Stored data entries
+--
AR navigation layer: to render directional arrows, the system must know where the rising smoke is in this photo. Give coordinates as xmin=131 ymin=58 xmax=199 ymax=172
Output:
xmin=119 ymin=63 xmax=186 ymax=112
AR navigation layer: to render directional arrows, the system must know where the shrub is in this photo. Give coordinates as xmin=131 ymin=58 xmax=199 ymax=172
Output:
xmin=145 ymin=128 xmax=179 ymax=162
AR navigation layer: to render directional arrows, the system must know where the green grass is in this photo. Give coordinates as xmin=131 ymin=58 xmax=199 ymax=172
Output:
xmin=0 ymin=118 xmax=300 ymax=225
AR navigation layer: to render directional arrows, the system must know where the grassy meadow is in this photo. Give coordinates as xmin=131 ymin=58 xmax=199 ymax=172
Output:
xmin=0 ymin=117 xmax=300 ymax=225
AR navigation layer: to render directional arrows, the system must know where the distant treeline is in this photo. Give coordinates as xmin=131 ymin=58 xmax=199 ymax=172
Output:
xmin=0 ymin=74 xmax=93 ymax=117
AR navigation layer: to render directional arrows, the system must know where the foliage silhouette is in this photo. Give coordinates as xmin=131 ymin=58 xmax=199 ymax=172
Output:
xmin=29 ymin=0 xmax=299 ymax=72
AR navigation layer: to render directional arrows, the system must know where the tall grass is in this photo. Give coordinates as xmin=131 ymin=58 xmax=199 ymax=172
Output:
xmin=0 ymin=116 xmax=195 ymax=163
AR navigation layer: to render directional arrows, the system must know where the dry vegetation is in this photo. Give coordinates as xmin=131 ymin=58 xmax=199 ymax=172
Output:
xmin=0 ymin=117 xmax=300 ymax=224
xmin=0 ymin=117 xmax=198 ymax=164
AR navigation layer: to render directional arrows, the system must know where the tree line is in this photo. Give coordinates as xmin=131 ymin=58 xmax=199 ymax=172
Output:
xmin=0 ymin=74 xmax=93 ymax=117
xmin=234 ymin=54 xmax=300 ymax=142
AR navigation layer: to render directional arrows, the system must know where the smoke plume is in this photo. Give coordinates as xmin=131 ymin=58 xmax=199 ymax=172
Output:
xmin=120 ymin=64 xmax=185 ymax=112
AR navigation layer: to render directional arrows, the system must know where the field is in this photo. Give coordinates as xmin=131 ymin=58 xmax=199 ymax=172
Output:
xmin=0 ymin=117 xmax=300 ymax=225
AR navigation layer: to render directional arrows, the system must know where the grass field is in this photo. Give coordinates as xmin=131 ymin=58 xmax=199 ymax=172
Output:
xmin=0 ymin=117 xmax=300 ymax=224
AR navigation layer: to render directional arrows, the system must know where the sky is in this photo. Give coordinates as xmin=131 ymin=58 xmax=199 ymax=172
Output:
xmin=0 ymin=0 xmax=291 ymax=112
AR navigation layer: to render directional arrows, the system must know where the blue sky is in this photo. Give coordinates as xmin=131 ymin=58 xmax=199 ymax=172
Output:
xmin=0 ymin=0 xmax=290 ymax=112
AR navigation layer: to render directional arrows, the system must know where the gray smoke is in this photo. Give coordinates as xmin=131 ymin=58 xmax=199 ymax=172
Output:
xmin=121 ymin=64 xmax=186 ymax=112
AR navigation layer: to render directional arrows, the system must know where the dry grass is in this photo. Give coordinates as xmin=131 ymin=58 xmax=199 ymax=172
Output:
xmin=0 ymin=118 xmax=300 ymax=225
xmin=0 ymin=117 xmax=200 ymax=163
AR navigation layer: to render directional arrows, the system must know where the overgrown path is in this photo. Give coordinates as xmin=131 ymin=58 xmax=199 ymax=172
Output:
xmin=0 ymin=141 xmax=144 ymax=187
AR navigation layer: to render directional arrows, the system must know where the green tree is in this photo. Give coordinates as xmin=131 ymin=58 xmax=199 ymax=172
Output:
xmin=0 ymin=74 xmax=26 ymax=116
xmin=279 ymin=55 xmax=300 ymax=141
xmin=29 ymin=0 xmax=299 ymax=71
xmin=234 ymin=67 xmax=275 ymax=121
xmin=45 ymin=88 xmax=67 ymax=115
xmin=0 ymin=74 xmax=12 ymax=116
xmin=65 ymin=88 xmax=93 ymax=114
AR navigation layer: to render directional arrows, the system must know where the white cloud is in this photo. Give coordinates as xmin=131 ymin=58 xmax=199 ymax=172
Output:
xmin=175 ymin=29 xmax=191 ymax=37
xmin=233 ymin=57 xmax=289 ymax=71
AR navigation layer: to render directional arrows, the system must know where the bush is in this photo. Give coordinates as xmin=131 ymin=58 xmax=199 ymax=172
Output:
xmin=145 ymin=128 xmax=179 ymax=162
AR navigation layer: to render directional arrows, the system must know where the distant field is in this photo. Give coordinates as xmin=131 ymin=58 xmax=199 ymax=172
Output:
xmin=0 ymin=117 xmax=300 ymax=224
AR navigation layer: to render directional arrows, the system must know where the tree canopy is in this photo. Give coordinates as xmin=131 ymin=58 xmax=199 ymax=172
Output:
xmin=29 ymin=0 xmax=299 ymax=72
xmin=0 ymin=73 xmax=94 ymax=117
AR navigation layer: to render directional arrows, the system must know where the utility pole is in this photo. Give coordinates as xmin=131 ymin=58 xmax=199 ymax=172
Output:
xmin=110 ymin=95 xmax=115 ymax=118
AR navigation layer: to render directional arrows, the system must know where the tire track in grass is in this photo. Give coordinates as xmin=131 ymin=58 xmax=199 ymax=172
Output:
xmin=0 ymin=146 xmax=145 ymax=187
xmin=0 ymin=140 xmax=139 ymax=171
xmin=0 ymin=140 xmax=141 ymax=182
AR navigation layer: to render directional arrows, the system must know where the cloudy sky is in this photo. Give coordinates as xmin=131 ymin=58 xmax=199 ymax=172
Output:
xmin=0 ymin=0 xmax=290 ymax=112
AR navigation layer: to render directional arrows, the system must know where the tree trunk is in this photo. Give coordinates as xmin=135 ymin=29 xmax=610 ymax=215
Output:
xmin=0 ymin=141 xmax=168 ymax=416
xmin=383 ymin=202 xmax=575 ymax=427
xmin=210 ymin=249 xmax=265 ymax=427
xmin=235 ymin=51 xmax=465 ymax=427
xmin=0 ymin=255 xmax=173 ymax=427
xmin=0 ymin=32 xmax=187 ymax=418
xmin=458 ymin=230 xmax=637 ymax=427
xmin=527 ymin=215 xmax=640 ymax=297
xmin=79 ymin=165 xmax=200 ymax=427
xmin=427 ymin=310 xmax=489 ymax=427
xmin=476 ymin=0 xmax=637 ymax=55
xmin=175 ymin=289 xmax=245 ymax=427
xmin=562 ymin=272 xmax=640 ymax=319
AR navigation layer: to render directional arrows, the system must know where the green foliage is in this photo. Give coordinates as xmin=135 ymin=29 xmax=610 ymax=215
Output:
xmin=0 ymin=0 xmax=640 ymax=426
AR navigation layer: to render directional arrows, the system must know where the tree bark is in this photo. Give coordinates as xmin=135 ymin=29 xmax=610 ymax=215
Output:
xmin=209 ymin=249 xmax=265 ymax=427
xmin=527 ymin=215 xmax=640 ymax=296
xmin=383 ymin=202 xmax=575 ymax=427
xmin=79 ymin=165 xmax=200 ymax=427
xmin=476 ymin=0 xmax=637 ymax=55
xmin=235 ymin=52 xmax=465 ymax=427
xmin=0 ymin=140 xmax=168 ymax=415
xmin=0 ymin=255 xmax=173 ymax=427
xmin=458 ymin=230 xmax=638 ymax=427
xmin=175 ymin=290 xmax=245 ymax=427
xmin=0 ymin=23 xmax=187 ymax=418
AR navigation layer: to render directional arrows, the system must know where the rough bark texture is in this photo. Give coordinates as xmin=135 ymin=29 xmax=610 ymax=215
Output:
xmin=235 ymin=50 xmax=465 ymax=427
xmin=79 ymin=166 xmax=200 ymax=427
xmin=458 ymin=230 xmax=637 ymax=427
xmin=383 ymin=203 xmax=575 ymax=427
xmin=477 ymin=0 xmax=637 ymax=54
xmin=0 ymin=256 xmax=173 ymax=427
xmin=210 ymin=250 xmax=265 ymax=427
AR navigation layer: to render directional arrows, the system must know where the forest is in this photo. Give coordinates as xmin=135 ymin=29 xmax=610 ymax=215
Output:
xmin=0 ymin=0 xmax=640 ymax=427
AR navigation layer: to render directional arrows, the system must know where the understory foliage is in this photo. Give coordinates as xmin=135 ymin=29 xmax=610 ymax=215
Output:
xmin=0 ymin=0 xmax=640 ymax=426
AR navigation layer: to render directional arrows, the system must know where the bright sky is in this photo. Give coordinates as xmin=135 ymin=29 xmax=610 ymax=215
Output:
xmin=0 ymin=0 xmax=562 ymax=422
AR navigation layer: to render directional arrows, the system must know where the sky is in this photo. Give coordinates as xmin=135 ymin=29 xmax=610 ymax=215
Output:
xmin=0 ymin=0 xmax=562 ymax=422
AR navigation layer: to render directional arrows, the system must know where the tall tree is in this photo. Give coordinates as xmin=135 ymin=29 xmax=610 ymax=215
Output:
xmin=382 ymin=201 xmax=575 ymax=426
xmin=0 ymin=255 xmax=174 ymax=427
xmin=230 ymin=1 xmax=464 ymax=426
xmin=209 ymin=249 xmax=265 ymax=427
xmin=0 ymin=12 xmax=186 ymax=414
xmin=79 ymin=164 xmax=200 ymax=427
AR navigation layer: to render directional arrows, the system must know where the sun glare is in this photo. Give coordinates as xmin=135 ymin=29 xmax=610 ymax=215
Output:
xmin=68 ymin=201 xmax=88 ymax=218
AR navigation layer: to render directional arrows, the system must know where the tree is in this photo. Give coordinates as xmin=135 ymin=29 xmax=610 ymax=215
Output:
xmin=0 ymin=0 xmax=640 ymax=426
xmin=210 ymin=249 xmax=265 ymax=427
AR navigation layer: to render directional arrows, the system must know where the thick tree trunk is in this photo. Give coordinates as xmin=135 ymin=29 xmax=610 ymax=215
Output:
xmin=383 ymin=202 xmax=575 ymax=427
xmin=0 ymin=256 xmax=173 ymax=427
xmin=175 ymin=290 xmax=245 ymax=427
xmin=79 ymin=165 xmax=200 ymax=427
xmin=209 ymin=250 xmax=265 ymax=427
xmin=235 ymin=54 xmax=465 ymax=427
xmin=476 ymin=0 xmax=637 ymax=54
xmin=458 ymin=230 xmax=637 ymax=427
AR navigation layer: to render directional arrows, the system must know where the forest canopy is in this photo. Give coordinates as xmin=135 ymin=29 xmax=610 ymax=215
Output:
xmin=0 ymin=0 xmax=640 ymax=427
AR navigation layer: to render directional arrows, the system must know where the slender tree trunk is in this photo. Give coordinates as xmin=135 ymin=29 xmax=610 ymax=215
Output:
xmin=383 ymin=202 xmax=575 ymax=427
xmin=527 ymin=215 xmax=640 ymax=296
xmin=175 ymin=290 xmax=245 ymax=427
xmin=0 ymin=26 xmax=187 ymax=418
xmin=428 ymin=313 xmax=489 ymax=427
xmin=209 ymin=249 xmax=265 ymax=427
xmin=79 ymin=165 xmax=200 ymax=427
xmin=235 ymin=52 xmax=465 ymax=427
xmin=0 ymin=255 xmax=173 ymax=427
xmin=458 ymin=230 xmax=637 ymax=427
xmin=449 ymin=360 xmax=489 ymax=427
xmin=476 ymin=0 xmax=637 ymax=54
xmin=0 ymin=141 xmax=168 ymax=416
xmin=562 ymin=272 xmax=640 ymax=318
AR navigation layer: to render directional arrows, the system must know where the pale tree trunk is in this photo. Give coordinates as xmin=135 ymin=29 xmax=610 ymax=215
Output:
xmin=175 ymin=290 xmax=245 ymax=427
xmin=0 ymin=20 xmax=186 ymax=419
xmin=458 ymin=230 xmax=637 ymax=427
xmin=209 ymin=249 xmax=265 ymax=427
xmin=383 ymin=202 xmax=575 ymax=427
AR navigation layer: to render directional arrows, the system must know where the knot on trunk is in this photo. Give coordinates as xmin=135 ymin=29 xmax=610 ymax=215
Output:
+--
Copy word for word the lines of the records above, starting with the line that contains "where the thick" and running through the last line of the records, with both ends included.

## Completed task
AR navigation layer: to render directional arrows, the system must know where the thick tree trunk is in this photo. Give coordinates as xmin=135 ymin=29 xmax=610 ymax=215
Output:
xmin=383 ymin=202 xmax=575 ymax=427
xmin=0 ymin=256 xmax=173 ymax=427
xmin=175 ymin=290 xmax=245 ymax=427
xmin=79 ymin=165 xmax=200 ymax=427
xmin=209 ymin=250 xmax=265 ymax=427
xmin=235 ymin=54 xmax=465 ymax=427
xmin=476 ymin=0 xmax=637 ymax=54
xmin=458 ymin=230 xmax=637 ymax=427
AR navigation layer: to render directional arrows, the system must know where the forest canopy is in this photo. Give coordinates as xmin=135 ymin=29 xmax=610 ymax=215
Output:
xmin=0 ymin=0 xmax=640 ymax=427
AR navigation layer: to render directional arrows, the system must know where the slender tree trunk is in this photo. Give coordinates as xmin=135 ymin=29 xmax=610 ymax=215
Output:
xmin=383 ymin=202 xmax=575 ymax=427
xmin=527 ymin=215 xmax=640 ymax=296
xmin=175 ymin=290 xmax=245 ymax=427
xmin=0 ymin=26 xmax=187 ymax=418
xmin=428 ymin=313 xmax=489 ymax=427
xmin=209 ymin=249 xmax=265 ymax=427
xmin=79 ymin=165 xmax=200 ymax=427
xmin=235 ymin=52 xmax=465 ymax=427
xmin=0 ymin=255 xmax=173 ymax=427
xmin=458 ymin=230 xmax=637 ymax=427
xmin=449 ymin=360 xmax=489 ymax=427
xmin=476 ymin=0 xmax=637 ymax=54
xmin=0 ymin=141 xmax=168 ymax=416
xmin=562 ymin=272 xmax=640 ymax=318
AR navigation layer: to render directional arrows, the system must know where the pale tree trunk is in this photo. Give coordinates as xmin=135 ymin=29 xmax=610 ymax=215
Output:
xmin=175 ymin=290 xmax=245 ymax=427
xmin=0 ymin=20 xmax=186 ymax=419
xmin=458 ymin=230 xmax=637 ymax=427
xmin=209 ymin=249 xmax=265 ymax=427
xmin=383 ymin=202 xmax=575 ymax=427
AR navigation layer: to render directional arrows, the system must know where the knot on trunk is in this photo. Give coordinates as xmin=135 ymin=29 xmax=610 ymax=215
Output:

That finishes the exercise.